■ **TASK PROMPT**: Pull out every line of the records that contains the string "clicks", and copy each one in full. Case counts.
DATA IN THIS EXERCISE START
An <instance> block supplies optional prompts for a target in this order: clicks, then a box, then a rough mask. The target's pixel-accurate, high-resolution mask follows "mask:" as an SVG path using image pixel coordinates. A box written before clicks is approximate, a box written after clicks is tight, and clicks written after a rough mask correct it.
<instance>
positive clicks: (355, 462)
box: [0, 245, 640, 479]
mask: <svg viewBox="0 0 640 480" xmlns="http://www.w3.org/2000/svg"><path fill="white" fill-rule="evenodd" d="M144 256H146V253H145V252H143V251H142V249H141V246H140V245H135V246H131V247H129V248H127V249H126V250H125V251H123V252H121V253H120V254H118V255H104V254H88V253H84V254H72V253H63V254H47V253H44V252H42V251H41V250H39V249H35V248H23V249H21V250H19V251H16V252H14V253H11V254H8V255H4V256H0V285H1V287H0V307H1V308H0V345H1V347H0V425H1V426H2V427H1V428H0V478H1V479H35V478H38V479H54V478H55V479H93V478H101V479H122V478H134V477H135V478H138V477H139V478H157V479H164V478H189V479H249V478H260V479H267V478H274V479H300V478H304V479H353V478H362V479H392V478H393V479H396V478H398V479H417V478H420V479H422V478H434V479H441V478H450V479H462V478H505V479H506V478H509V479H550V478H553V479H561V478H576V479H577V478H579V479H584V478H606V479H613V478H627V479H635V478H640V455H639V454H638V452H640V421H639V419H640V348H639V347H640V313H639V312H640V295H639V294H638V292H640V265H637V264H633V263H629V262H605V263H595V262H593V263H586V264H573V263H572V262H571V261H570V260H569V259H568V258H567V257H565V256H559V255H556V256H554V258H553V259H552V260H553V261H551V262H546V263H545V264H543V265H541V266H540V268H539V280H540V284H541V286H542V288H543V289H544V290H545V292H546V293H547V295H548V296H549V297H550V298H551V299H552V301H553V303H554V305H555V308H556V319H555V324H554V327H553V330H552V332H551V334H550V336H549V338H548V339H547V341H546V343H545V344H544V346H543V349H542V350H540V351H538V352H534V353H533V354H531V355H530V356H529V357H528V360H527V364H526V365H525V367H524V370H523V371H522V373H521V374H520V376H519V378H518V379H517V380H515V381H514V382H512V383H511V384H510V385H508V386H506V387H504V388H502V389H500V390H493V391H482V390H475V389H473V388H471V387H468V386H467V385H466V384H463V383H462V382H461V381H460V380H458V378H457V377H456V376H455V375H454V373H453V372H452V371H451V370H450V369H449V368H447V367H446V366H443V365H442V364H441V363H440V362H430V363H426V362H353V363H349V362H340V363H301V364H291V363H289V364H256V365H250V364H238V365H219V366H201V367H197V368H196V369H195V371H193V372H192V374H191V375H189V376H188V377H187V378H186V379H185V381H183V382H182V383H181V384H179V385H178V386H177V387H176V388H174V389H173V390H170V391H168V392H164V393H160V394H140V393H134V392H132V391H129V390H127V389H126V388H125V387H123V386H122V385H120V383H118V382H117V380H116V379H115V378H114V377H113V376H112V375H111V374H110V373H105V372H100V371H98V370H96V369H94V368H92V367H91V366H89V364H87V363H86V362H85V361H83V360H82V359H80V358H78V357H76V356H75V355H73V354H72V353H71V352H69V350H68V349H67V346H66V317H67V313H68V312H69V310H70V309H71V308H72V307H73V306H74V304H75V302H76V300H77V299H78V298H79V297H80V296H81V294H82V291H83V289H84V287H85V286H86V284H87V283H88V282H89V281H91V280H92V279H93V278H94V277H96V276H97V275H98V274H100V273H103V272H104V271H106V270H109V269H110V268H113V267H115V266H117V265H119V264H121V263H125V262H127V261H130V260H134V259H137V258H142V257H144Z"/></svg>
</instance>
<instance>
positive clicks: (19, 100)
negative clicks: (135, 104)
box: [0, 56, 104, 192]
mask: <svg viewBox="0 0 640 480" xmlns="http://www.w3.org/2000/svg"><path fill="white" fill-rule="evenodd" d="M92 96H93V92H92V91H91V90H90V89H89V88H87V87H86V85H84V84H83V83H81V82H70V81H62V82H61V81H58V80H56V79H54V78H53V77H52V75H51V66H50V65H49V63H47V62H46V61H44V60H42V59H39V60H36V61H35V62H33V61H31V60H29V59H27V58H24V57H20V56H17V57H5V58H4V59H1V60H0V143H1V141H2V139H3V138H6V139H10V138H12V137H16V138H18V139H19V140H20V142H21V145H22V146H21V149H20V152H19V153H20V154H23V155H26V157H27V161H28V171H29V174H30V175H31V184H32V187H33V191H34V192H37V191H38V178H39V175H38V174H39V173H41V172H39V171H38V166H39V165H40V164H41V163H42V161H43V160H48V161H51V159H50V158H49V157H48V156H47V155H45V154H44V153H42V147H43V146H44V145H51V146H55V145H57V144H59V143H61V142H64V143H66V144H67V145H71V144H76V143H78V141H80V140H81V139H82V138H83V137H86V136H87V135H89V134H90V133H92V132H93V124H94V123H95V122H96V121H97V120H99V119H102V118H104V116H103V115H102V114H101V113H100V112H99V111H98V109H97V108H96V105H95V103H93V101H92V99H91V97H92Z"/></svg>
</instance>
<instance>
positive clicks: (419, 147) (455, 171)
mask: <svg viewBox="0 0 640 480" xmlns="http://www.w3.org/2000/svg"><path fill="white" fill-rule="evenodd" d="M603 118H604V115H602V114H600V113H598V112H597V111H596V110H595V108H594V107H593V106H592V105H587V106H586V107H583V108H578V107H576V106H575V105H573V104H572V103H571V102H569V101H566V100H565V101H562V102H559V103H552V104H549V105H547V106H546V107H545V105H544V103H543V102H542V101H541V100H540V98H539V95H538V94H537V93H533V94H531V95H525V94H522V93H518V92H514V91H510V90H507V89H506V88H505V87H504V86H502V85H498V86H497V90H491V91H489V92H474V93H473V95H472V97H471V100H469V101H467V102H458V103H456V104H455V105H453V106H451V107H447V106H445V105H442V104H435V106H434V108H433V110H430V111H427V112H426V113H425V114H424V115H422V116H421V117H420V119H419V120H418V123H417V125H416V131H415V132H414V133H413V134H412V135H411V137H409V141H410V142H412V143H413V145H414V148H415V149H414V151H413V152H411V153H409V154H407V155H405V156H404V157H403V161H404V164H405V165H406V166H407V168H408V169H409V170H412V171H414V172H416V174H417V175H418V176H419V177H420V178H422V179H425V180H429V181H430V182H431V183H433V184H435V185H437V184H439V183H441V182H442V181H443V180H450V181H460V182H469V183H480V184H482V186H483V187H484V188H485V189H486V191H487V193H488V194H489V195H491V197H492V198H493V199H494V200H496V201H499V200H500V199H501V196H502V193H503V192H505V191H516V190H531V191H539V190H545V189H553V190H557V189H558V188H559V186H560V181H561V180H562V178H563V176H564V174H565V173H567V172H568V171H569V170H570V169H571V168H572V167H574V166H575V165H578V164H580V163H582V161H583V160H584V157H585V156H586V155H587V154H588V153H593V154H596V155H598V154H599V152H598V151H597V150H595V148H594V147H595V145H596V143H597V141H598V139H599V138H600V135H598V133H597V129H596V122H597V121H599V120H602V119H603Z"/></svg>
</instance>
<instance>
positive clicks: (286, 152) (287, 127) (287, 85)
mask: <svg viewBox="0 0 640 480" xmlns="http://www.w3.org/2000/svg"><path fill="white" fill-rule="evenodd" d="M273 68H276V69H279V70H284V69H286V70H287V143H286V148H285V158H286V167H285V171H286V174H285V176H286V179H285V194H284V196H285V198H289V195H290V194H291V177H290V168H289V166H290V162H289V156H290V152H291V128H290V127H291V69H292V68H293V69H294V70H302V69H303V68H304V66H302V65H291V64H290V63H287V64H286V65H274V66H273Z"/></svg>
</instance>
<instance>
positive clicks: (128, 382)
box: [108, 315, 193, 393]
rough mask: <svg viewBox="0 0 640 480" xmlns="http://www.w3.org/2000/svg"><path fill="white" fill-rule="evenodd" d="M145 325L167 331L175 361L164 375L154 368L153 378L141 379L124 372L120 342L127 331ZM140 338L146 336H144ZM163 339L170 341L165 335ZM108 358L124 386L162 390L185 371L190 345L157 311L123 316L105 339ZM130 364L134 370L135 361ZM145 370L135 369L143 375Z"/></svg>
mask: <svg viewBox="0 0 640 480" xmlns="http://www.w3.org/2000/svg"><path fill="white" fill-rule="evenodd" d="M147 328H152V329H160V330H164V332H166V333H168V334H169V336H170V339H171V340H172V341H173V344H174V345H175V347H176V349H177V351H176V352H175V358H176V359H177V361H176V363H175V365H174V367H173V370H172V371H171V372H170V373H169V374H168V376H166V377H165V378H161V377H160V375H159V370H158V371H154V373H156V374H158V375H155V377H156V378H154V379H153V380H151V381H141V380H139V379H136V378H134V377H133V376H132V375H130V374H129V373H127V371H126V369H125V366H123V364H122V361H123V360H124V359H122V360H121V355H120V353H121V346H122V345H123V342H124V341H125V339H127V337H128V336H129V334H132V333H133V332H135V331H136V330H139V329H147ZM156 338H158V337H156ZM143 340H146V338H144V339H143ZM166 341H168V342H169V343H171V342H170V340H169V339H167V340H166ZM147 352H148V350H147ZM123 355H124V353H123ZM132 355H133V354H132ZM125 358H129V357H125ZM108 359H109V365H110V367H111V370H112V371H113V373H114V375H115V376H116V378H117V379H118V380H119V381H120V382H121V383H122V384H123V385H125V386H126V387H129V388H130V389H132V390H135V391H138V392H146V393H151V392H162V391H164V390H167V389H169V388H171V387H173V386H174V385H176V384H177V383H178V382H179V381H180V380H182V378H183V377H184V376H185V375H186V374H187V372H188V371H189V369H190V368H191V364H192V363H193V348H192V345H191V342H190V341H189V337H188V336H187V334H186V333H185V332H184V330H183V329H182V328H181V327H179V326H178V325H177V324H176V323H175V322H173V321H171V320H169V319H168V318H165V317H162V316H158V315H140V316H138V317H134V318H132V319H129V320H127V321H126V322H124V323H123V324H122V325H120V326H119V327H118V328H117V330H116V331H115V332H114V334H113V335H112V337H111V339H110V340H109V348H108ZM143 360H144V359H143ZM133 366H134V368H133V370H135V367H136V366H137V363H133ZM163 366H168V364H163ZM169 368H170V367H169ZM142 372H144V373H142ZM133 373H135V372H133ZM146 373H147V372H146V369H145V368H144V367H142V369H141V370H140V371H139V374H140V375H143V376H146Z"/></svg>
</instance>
DATA IN THIS EXERCISE END
■ **SOLUTION FOR THIS EXERCISE**:
An <instance> block supplies optional prompts for a target in this order: clicks, then a box, then a rough mask. The target's pixel-accurate, high-resolution mask follows "mask:" as an SVG path using image pixel coordinates. A box written before clicks is approximate, a box written after clicks is tight, and clicks written after a rough mask correct it.
positive clicks: (355, 462)
positive clicks: (19, 100)
negative clicks: (135, 104)
positive clicks: (419, 147) (455, 171)
positive clicks: (286, 152) (287, 127) (287, 85)
positive clicks: (128, 382)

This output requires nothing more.